**Auszug**
*-*-*

Im Millionengeschäft Fußball hat längst nicht jeder Profi ausgesorgt. Bekannte Gesichter scheuen jedoch das Vertragslosen-Camp der Gewerkschaft in Duisburg.
Duisburg.
Die Sportschule Wedau bietet beste Voraussetzungen, um sich auf eine Fußballsaison vorzubereiten. Auf einem der sechs Rasenplätze testet Georg Koch gerade die Reaktionsschnelligkeit seiner Torhüter. Daniel Masuch lehnt mit dem Rücken an den Pfosten, als Koch fünf Meter vor ihm stehend abzieht. Dietmar Hirsch hat derweil die Feldspieler in der Duisburger Sonne ins Schwitzen gebracht. „Der Aydin trinkt ja schon seine dritte Flasche“, ruft Koch dem Trainerkollegen erstaunt herüber. „Er hat ja auch schon so viel gearbeitet“, antwortet der Chefcoach.
Es scheint so, als stimmen Dietmar Hirsch und Georg Koch sich hier mit einem Profi-Team auf die neue Spielzeit ein, wie es in der Bundesliga gerade üblich ist. Darüber würden sich Masuch, der von der Regionalliga bis zur 2. Liga für Oberhausen, Essen und Münster im Tor gestanden hat, und Aydin Mehinovic, zuletzt bei Oberligist Sonsbeck aktiv, freuen. Mit zwölf anderen halten sie sich im Camp der Vereinigung der Vertragsfußballspieler fit, um in den nächsten Wochen irgendwo unterzukommen. Denn die Kicker, ob 18 oder 38 Jahre alt, sind vertragslos.
Der eigene Schatten ist oft zu groß
Natürlich sind diese 14 nur ein Bruchteil derer, die für die neue Saison noch bei keinem Verein unterschrieben haben. „Es gibt immer noch welche, die nicht über ihren Schatten springen und ins Camp kommen“, erzählt Dietmar Hirsch, früher Profi beim MSV Duisburg und nach seinem Trainerengagement beim Drittligisten Elversberg 2013/2014 selbst auf der Suche nach einem Job. Der FC Arbeitslos ist diesmal aber eine Ansammlung von Fußballern, die kaum im Rampenlicht gestanden haben. Anders als namhaftere Teilnehmer vergangener Jahre wie Ex-Nationalspieler Christian Rahn oder der frühere Dortmunder und Duisburger Antonio da Silva.
Die Tür zum Camp, das bis Mitte September läuft und von dessen Teilnehmern in der Vergangenheit 80 Prozent ein neues Arbeitspapier bekommen haben, stünde jedoch auch beispielsweise Heiko Westermann offen. „Er ist ja Mitglied unserer Spielergewerkschaft“, sagt VDV-Geschäftsführer Ulf Baranowsky, „er kann gerne kommen.“ Unwahrscheinlich, dass Westermann nach seiner Trennung vom HSV dieses Angebot annimmt.

*-*-*

Einträge aus einer Sammlung
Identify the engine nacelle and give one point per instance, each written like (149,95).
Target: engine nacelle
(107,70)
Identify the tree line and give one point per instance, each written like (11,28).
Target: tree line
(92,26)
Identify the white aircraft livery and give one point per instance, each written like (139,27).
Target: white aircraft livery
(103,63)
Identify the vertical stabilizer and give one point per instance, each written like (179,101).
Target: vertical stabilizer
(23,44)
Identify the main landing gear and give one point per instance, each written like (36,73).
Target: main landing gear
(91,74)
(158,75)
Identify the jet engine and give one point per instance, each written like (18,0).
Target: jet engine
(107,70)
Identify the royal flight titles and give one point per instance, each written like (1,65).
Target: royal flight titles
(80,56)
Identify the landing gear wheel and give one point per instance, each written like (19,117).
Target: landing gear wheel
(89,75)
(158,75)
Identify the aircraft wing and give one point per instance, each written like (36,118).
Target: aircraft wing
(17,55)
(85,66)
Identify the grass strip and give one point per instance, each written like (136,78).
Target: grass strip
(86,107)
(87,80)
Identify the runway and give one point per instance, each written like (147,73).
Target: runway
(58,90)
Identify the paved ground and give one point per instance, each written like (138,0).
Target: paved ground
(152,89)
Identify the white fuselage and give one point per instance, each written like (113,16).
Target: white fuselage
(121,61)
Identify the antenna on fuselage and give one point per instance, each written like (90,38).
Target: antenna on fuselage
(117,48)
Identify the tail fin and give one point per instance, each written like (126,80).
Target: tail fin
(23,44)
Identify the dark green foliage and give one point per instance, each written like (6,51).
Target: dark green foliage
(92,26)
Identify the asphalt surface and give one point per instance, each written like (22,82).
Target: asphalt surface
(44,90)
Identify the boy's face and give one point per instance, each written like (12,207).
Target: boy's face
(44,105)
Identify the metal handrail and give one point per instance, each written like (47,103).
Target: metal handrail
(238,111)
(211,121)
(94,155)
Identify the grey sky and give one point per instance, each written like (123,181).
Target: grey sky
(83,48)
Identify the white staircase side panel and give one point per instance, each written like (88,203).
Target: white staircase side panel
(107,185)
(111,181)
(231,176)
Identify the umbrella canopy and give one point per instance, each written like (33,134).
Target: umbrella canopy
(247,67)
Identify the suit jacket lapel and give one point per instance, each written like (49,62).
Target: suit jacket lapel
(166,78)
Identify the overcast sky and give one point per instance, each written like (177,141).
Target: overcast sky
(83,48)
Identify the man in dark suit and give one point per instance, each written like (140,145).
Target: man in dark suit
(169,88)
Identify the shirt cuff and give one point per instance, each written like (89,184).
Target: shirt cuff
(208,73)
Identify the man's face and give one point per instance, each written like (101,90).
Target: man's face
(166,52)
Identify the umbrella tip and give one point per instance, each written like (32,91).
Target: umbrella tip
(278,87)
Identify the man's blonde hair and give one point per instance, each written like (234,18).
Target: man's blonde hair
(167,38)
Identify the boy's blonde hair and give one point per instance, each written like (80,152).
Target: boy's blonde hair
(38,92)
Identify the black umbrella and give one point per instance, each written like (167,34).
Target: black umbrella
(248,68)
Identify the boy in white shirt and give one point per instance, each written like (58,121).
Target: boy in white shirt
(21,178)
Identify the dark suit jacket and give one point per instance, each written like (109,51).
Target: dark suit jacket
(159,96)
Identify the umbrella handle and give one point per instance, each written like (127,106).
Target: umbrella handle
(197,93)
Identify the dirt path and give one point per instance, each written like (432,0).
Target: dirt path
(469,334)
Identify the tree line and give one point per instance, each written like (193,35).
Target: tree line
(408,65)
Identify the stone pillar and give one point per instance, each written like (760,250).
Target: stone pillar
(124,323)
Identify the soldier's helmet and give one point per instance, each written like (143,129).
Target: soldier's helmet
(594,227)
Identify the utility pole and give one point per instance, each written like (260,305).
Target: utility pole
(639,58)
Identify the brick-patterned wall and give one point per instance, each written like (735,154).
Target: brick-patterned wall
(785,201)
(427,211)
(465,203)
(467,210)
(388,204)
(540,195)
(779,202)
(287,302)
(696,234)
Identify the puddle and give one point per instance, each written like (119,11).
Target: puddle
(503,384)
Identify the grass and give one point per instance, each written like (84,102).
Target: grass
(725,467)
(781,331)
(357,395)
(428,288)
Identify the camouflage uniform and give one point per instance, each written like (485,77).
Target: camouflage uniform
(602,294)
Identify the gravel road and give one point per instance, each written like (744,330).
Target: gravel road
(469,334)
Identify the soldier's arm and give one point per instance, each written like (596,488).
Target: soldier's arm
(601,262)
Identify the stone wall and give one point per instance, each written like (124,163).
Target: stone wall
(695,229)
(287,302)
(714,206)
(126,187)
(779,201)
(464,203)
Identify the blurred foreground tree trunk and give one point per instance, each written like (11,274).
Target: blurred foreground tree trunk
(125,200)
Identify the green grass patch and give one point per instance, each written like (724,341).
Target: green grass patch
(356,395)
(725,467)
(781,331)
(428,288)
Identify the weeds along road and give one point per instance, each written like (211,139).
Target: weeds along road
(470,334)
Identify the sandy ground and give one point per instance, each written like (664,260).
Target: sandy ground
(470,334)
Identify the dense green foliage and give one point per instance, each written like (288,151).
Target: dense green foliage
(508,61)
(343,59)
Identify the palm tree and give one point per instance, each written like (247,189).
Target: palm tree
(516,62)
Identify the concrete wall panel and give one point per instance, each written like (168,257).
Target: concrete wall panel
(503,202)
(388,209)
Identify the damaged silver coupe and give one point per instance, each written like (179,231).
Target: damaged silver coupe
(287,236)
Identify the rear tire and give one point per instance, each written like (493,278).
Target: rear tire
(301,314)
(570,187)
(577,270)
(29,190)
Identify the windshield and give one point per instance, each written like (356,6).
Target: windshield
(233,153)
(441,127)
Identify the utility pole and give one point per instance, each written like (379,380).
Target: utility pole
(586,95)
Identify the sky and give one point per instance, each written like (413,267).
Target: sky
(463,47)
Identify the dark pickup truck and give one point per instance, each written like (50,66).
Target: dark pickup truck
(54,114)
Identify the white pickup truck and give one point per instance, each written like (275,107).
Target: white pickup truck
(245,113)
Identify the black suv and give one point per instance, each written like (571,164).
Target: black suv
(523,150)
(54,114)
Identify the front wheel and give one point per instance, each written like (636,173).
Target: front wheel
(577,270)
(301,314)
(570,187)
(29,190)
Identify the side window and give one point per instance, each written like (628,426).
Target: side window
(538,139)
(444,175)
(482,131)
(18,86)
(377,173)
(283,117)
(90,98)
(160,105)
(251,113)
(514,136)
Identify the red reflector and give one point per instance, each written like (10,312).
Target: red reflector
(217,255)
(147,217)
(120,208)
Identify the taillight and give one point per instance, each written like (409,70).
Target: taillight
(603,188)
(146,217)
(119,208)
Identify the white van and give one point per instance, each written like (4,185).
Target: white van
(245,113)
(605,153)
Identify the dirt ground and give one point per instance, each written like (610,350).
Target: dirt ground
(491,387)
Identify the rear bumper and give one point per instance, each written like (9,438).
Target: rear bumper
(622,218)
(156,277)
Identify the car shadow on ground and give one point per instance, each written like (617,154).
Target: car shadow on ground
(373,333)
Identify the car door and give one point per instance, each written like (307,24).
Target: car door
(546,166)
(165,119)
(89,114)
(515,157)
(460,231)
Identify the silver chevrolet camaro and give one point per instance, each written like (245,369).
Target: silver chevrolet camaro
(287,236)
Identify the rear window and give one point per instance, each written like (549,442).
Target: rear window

*-*-*

**Arbeitsauftrag 1**
Schreibe aus dem Bericht über das Vertragslosen-Camp den Abschnitt von „Es scheint so, als“ bis einschließlich „alt, sind vertragslos.“ wortgetreu ab.
**Arbeitsauftrag 2**
Bis wann läuft laut dem Bericht über das Vertragslosen-Camp das Camp?
**Arbeitsauftrag 3**
Setze den Bericht über das Vertragslosen-Camp im Anschluss an seinen letzten Satz fort.
Die Auflistung spielt für die Bearbeitung keine Rolle.

**Lösung 1**
Es scheint so, als stimmen Dietmar Hirsch und Georg Koch sich hier mit einem Profi-Team auf die neue Spielzeit ein, wie es in der Bundesliga gerade üblich ist. Darüber würden sich Masuch, der von der Regionalliga bis zur 2. Liga für Oberhausen, Essen und Münster im Tor gestanden hat, und Aydin Mehinovic, zuletzt bei Oberligist Sonsbeck aktiv, freuen. Mit zwölf anderen halten sie sich im Camp der Vereinigung der Vertragsfußballspieler fit, um in den nächsten Wochen irgendwo unterzukommen. Denn die Kicker, ob 18 oder 38 Jahre alt, sind vertragslos.

**Lösung 2**
Bis Mitte September.

**Lösung 3**
Hoher Verdienst, aber kleiner Markt
In den letzten Jahren haben Profis wie Gerald Asamoah oder Manuel Friedrich, die über weite Strecken ihrer Karriere viel Geld verdient haben, lieber am Trainingsbetrieb unterklassiger Vereine teilgenommen, bis ein Manager anrief. Arbeitslosigkeit gestehen sich viele Kicker nicht gerne ein. Das macht das inzwischen 13. Camp trotz fehlender Prominenz nicht überflüssig. „Es geht darum, den Anschluss zu finden, dass man dann über Jahre ein festes Einkommen hat“, sagt Carsten Ramelow, 2002 Vize-Weltmeister, heute VDV-Vizepräsident.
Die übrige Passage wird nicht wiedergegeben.